--- start ---
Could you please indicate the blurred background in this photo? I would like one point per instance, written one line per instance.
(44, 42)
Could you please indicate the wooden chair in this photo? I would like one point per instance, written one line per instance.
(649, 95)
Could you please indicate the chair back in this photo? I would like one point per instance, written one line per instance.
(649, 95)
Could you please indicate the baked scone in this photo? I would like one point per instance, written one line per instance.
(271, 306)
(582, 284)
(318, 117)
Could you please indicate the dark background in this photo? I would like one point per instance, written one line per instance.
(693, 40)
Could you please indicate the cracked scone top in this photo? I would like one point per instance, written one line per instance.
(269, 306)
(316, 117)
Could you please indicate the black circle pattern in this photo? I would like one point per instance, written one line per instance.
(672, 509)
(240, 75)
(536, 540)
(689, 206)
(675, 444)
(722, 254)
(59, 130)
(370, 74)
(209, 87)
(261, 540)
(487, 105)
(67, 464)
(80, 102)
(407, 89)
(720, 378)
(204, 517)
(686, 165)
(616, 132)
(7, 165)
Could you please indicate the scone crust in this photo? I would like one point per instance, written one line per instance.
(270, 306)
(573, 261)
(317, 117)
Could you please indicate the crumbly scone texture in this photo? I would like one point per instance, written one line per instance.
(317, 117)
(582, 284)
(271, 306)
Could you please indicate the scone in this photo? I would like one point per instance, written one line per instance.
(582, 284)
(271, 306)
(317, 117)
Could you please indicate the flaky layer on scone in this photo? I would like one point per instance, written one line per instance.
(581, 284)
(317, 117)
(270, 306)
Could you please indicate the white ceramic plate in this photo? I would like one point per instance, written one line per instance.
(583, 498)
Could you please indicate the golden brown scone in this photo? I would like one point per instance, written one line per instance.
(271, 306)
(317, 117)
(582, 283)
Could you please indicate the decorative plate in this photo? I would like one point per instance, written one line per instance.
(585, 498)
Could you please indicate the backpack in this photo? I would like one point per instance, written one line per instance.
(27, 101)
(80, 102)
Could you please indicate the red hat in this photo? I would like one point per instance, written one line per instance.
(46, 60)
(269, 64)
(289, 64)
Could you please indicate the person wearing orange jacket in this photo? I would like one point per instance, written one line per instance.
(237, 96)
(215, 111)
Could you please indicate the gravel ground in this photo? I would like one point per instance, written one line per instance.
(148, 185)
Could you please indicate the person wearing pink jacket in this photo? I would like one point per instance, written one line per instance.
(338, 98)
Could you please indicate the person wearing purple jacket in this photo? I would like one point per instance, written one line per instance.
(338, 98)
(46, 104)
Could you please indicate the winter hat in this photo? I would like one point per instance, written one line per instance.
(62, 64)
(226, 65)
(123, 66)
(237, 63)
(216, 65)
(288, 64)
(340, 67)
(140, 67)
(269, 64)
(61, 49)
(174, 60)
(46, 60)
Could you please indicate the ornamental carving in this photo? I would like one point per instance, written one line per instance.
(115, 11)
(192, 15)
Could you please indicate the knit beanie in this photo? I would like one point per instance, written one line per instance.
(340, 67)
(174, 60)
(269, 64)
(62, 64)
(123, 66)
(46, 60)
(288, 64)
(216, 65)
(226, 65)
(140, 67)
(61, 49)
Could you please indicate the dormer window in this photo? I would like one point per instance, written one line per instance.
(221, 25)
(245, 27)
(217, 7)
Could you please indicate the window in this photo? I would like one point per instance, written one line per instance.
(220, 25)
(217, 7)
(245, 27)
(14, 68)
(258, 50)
--- end ---
### Aim
Reproduce the entries unchanged, beginning with the line containing "Could you please indicate the dormer" and continuing through the end of the entries.

### Answer to this task
Could you please indicate the dormer window in this photo? I would like one point per instance, written one line per instance.
(221, 25)
(245, 27)
(217, 7)
Could you please indicate the window in this photo? I would like one point per instance, written one line per instance.
(220, 25)
(217, 7)
(245, 27)
(14, 68)
(258, 50)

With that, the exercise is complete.